GIVEN PASSAGE
───
Monday, September 01, 2014
The pilot who died in an F-15C fighter jet crash Wednesday was a seasoned pilot and decorated combat veteran who moved to western Massachusetts earlier this year to join the 104th Fighter Wing.
Officials at the Barnes Air National Guard Base in Westfield on Friday identified Lt. Col. Morris Fontenot Jr. as the pilot who died from injuries sustained when his plane crashed in the remote mountains of western Virginia on Wednesday.
Fontenot, 41, whose friends and family called him “Moose,” had flown the F-15 for more than 17 years, worked at Barnes as an F-15 instructor pilot and was the full-time wing inspector. With more than 2,300 flight hours, Fontenot was a decorated combat veteran who earned many medals and awards in recognition of his service.
He lived in Longmeadow with his wife, Kara.
“We all continue to keep the Fontenot family in our thoughts and prayers during this very difficult time,” Col. James Keefe of Northampton, 104th Fighter Wing Commander, said in a statement.
As State Police blocked media representatives from visiting the family’s home on Clairmont Street in Longmeadow Friday afternoon, one of Fontenot’s neighbors said he was saddened by the news.
“When a friend of mine who works at the base told me it was my neighbor, I just said ‘Oh, no,’ ” said Clairmont Street resident Michael Palazzi, a recreational pilot who keeps his four-seat aircraft at the hangar at Westfield-Barnes Airport.
Palazzi said the Fontenots moved in about four months ago and were still settling into the neighborhood. He said he occasionally spoke with “Moose” and his wife in passing, but did not know him that well.
“We talked in the street and I invited him over to use my tools whenever he wanted,” Palazzi said in an interview by cell phone on his way to the airport.
According to records in the Hampden County Registry of Deeds, the Fontenots bought the house in January.
Pilots are a small community and the news of Fontenot’s death hit Palazzi hard.
“We kind of bond together,” Palazzi said. “To hear anybody go down like that is devastating. It’s very disheartening to comprehend the crash.”
A 1996 graduate of the U.S. Air Force Academy, Fontenot had most recently served as commander of the 67th Fighter Squadron based in Kadena Air Force Base in Japan. He served as a squadron commander at multiple locations. Following active-duty assignments in Washington, D.C., Japan, Idaho, Florida, Alaska and numerous deployments in the Middle East, Fontenot joined the Massachusetts Air National Guard in February, according to base officials.
───
EXTRACTED INFORMATION

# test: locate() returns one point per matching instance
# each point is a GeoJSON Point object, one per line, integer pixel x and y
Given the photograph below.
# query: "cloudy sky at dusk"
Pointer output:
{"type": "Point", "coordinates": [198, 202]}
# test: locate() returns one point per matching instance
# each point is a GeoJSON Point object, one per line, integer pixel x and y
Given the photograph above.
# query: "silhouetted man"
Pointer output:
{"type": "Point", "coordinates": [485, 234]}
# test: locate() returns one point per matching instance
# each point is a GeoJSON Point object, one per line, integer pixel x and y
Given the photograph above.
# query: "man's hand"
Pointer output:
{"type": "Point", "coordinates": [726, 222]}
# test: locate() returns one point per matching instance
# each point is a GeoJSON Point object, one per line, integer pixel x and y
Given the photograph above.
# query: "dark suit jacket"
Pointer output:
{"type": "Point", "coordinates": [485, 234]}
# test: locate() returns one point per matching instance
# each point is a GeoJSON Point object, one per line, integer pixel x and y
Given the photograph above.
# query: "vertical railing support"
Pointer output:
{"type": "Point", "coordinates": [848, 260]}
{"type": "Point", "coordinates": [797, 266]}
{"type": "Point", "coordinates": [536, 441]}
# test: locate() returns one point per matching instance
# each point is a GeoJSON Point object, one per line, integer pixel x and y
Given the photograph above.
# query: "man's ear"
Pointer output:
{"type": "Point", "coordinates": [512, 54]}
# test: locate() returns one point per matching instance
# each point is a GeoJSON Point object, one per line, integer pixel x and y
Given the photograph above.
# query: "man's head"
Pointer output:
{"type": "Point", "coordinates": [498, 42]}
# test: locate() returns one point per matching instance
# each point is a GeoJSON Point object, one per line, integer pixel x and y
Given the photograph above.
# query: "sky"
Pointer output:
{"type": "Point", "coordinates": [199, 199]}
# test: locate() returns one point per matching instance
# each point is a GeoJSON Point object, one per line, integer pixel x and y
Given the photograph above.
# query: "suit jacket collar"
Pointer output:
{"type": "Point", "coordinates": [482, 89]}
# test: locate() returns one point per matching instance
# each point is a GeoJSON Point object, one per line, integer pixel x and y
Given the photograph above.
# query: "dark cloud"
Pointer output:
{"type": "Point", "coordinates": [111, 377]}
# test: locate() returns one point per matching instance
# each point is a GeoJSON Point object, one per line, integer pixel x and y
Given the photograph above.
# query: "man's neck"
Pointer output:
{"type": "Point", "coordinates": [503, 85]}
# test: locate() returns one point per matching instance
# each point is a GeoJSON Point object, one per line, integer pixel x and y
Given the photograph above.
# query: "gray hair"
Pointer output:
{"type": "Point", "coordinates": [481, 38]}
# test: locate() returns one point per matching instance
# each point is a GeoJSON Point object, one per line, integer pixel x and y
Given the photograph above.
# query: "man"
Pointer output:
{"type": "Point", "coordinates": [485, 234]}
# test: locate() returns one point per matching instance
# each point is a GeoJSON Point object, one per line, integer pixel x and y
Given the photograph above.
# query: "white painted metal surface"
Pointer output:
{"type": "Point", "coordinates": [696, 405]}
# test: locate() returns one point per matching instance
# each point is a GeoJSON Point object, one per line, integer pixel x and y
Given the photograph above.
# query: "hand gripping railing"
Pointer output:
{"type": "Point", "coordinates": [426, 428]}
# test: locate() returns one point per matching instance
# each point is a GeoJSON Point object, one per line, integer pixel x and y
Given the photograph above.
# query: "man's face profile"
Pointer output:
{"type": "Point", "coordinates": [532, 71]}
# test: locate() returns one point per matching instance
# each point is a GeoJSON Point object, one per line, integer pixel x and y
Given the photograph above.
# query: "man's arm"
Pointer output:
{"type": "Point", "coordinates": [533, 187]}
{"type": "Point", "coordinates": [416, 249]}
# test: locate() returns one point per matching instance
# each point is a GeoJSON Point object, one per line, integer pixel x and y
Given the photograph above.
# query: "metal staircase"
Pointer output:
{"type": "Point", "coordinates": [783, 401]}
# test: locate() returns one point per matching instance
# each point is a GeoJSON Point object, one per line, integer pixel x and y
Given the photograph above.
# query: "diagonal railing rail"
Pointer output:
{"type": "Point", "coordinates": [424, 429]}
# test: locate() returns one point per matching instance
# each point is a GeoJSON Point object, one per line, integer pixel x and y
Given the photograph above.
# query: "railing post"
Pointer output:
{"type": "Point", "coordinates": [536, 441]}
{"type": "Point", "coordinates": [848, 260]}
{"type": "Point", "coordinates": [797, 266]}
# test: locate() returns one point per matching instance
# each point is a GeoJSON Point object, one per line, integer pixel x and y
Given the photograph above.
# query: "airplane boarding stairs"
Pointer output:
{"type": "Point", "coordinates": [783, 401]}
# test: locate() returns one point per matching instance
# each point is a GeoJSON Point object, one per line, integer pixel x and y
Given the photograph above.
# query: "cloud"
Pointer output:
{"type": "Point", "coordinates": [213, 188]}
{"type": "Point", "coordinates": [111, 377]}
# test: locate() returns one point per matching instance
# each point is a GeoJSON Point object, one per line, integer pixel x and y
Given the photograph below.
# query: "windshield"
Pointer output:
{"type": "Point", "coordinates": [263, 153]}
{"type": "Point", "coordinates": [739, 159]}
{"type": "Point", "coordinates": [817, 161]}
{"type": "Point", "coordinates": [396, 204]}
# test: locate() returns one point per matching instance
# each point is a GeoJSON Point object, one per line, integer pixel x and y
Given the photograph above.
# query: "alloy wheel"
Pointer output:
───
TASKS TO PERFORM
• A. Answer these questions from the news story about the F-15C pilot:
(i) How many flight hours did Fontenot have?
(ii) According to the Hampden County Registry of Deeds, in what month did the Fontenots buy their house?
(iii) Which squadron had Fontenot most recently commanded, and at what base?
• B. Repeat the part of the news story about the F-15C pilot that opens with the words containing "Monday, September 01, 2014" and closes with "of his service.".
• C. Carry on the news story about the F-15C pilot from its last sentence.

ANSWERS TO THE EXERCISES
• A.
(i) More than 2,300.
(ii) January.
(iii) The 67th Fighter Squadron, at Kadena Air Force Base in Japan.

• B.
Monday, September 01, 2014
The pilot who died in an F-15C fighter jet crash Wednesday was a seasoned pilot and decorated combat veteran who moved to western Massachusetts earlier this year to join the 104th Fighter Wing.
Officials at the Barnes Air National Guard Base in Westfield on Friday identified Lt. Col. Morris Fontenot Jr. as the pilot who died from injuries sustained when his plane crashed in the remote mountains of western Virginia on Wednesday.
Fontenot, 41, whose friends and family called him “Moose,” had flown the F-15 for more than 17 years, worked at Barnes as an F-15 instructor pilot and was the full-time wing inspector. With more than 2,300 flight hours, Fontenot was a decorated combat veteran who earned many medals and awards in recognition of his service.

• C.
Facebook pages of people who either work at or are affiliated with the 104th in Barnes were full of condolences and sympathetic messages after officials identified Fontenot, including one from photographer Scott Bellone who said he had Fontenot’s wife, family and friends in his thoughts and prayers.
Bellone said he took several pictures of Fontenot earlier this summer at Barnes, one in which the fighter pilot flashed a “victory” sign and another in which a bag labeled “Moose” could be seen in the jet behind him. Bellone said he would likely head to the Westfield-Barnes Regional Airport Friday afternoon to be around others.
“I just feel a sense of mourning and loss and I just want to be close to others who feel the same sense of remorse,” Bellone said.
While he never had the chance to spend time with Fontenot, Bellone has a connection to the family. The pilot’s wife, Kara, bought one of his prints of an F-15 jet late last year as a present for her husband and to celebrate the family’s move to the 104th Fighter Wing.
She told him the print was destined to be a centerpiece in a fighter pilot bar planned for the basement of their Longmeadow home and that he would be invited to visit once that happened.
“I didn’t get over to his house to see the print or meet him,” Bellone said.
Meantime, the mood at the base was somber Friday morning, said Maj. Matthew Mutti.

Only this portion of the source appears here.